— START Items —

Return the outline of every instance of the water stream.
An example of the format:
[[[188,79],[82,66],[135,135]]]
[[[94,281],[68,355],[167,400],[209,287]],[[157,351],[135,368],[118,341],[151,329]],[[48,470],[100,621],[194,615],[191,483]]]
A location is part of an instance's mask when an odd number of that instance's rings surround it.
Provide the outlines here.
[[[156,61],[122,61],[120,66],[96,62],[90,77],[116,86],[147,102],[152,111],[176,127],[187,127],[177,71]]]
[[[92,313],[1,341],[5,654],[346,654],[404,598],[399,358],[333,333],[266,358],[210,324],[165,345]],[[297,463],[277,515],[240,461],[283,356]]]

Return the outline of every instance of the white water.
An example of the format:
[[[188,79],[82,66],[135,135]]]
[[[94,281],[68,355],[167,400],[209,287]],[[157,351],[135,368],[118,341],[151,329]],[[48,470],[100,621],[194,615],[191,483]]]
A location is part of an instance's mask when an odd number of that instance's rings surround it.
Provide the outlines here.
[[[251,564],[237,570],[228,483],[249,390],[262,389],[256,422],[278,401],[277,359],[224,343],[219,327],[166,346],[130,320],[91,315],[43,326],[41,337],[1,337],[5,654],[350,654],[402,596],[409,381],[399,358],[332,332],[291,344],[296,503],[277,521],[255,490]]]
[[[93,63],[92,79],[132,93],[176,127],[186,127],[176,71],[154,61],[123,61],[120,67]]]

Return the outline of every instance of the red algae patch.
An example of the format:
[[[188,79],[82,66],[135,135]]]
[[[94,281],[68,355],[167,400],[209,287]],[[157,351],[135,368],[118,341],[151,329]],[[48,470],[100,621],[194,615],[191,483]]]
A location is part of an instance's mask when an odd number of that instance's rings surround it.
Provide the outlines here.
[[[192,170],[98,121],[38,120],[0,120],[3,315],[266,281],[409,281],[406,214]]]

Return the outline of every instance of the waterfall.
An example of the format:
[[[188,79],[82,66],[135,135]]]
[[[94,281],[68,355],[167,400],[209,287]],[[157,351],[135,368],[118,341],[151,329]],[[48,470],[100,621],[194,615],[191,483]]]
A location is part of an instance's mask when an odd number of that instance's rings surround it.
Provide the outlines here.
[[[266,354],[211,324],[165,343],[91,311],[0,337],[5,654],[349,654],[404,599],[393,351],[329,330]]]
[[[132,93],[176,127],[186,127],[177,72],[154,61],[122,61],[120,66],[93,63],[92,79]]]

— END Items —

Problem to work on →
Reproduce the lines of the material above without any change, from the line containing "Return the outline of every instance of the waterfall." through the end of the material, inclusive.

Response below →
Return the outline of every instance of the waterfall.
An example of the format:
[[[188,79],[82,66],[135,135]]]
[[[94,281],[68,355],[167,400],[209,287]],[[157,351],[135,368],[118,341],[151,329]],[[48,470],[100,621],[194,615],[191,483]]]
A location is part of an instance's mask when an odd number of that instance's rings surround it.
Provide the outlines here.
[[[266,354],[211,324],[165,343],[91,311],[0,337],[5,654],[349,654],[404,599],[393,351],[329,330]]]
[[[132,93],[176,127],[186,127],[177,72],[154,61],[122,61],[120,66],[93,63],[92,79]]]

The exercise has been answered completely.